A Faculdade Evangélica do Paraná (FEPAR) criou, em 2002, o Grupo de Acompanhamento Multiprofissional ao Aluno (GAMA),
que atende cerca de três mil estudantes por ano, oriundos de oito cursos da Faculdade. Medicina é a segunda graduação com
maior demanda de atendimento na instituição. Grande parte dos futuros médicos busca auxílio para se adaptar às exigências
curriculares, aprender a administrar melhor o tempo, lidar com frustrações, transtornos de humor e a alta competitividade.
A distância da família e da cidade de origem também faz parte dos motivos que levam os alunos a frequentar o GAMA. Na FEPAR,
cerca de 50% dos estudantes de Medicina são de outros estados. "Os hábitos regionais, o clima, o ambiente da faculdade, o
contato com pessoas estranhas e estar longe dos familiares é um desafio para eles", conta a pedagoga e coordenadora do GAMA,
Sirlei Terezinha Bittencourt.
Na Universidade Positivo, qualidade de vida é uma das disciplinas do curso de Medicina. Os alunos também participam de
projetos de extensão que buscam amenizar o estresse com atividades culturais e de aprimoramento da relação médico-paciente.
"Criamos esse ano um Grupo de Estudos de Aprendizado, no qual os estudantes têm espaço para debater sobre avaliações e dificuldades
no aprendizado", explica o coordenador do curso, Dr. Ipojucan Calixto Fraiz. Na instituição, o internato não ocorre durante
a madrugada para evitar a sobrecarga dos estudantes. Paralelo ao trabalho realizado pelo curso de Medicina, a UP conta com
uma Central de Carreiras. O espaço é aberto aos estudantes de todas as áreas e oferece orientação psicológica e pedagógica.

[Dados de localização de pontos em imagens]
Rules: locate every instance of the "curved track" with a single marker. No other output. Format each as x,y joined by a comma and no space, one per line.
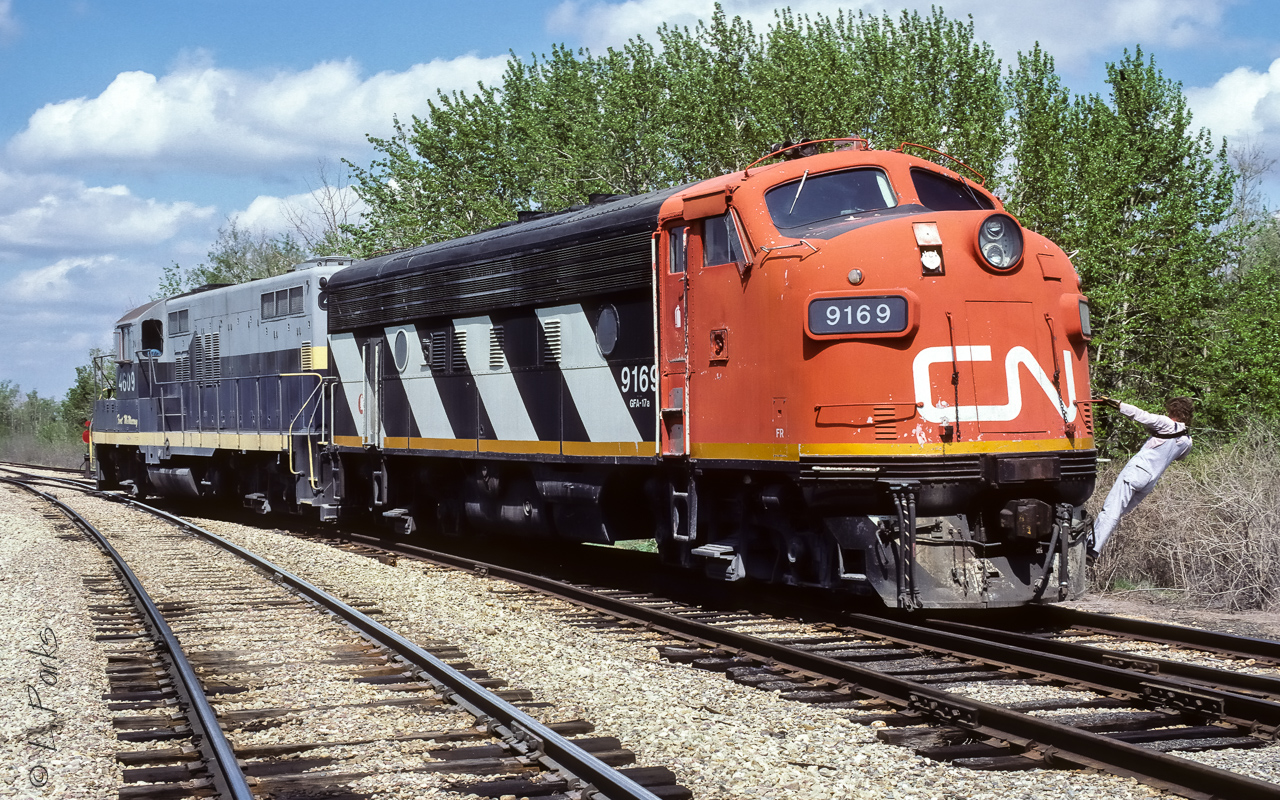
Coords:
900,667
576,767
1138,707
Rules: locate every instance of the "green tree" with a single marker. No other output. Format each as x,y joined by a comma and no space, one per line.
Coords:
1148,227
711,101
92,380
238,255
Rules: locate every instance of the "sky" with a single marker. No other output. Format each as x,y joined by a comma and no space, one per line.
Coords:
132,129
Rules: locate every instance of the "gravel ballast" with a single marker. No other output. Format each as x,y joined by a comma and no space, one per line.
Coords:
723,740
55,734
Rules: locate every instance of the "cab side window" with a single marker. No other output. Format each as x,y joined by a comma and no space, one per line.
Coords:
720,241
677,251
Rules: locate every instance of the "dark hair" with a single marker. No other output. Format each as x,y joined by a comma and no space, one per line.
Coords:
1180,408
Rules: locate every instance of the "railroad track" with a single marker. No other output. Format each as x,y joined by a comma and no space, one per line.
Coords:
1124,712
1127,716
233,643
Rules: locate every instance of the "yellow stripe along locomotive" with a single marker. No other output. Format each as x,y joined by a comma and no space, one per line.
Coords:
849,370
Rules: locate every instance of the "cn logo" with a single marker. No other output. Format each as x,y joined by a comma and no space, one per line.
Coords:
991,414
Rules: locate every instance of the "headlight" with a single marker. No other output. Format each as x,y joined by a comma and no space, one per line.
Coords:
1000,241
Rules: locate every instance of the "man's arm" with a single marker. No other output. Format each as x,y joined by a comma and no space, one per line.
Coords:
1155,423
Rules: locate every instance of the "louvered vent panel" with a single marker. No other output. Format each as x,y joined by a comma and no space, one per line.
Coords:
197,359
886,428
214,366
438,352
551,342
458,352
497,339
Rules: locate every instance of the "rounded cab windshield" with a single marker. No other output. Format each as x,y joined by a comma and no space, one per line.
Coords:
830,196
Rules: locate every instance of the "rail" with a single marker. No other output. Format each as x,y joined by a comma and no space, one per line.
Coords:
525,734
1057,744
225,772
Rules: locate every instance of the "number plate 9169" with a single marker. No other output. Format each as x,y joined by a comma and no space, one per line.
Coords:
886,314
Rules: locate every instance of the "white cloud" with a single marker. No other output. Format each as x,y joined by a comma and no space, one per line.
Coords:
1242,104
1073,32
227,120
8,23
54,211
56,311
56,282
309,209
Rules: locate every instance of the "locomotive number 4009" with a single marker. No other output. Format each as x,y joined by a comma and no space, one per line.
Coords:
885,314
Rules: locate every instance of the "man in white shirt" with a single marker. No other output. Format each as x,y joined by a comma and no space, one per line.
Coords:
1169,442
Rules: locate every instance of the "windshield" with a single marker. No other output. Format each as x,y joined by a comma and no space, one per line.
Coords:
828,196
941,193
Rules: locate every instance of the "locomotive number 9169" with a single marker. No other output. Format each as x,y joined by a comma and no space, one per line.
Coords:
885,314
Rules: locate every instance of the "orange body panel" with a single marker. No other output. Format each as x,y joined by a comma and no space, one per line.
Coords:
759,385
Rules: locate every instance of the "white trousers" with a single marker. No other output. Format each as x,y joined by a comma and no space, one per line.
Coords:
1132,487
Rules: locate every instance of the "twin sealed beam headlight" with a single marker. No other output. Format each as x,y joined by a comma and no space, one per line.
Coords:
1000,241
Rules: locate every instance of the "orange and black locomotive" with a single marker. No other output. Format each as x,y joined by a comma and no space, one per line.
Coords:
849,370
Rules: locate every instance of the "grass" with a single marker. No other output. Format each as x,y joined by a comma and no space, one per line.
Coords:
26,448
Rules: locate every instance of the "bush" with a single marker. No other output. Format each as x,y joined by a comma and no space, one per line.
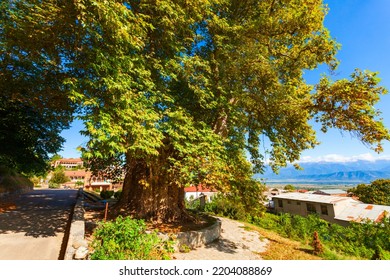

■ **Tarefas obrigatórias**
a) Transforme em lista o parágrafo do trecho apresentado que começa com "Na Universidade Positivo", preservando seus fatos principais.
b) Dê sequência ao trecho apresentado sobre o apoio a estudantes de Medicina, escrevendo a partir da sua última frase.
As linhas não têm nenhum papel nesta atividade.

■ **Respostas por tarefa**
a)
- Na Universidade Positivo, qualidade de vida é uma das disciplinas do curso de Medicina.
- Os alunos participam de projetos de extensão que buscam amenizar o estresse com atividades culturais e de aprimoramento da relação médico-paciente.
- Neste ano foi criado um Grupo de Estudos de Aprendizado, em que os estudantes debatem avaliações e dificuldades no aprendizado, segundo o coordenador do curso, Dr. Ipojucan Calixto Fraiz.
- O internato não ocorre durante a madrugada, para evitar a sobrecarga dos estudantes.
- A UP conta com uma Central de Carreiras, aberta a estudantes de todas as áreas, que oferece orientação psicológica e pedagógica.

b)
Em Maringá, existe um ambulatório central que faz a triagem de todos os alunos da universidade e direciona os acadêmicos
de Medicina para atendimento no Núcleo de Ensino e Atendimento ao Aluno de Graduação e Residência Médica (Nepagrem). O coordenador
da Comissão de Residência Médica (Coreme) da Universidade Estadual de Maringá (UEM), Prof. Dr. Mauro Porcu, explica que o
atendimento é feito por residentes de psiquiatria e que o Nepagrem existe desde 2001 com o objetivo de dar suporte psicológico
e social ao aluno. "Ao ingressar na universidade, o estudante recebe da Pró-Reitoria de Ensino um livreto com dicas de apoio
médico, odontológico, psicológico e acadêmico", afirma.
Nas demais universidades, o suporte aos estudantes de Medicina é feito através de projetos de apoio psicológico e educacional,
que os auxiliam a encarar conflitos e dificuldades que possam surgir no decorrer do curso. Para o segundo secretário e membro
da Comissão de Ensino Médico do CRMPR, Sérgio Maciel Molteni, o esforço das instituições de ensino em desenvolver estratégias
de melhoria da qualidade de vida do estudante é essencial para garantir a melhor formação dos futuros médicos. "Transformar
a Educação Médica deve ser objetivo tanto dos discentes quanto de docentes", afirma.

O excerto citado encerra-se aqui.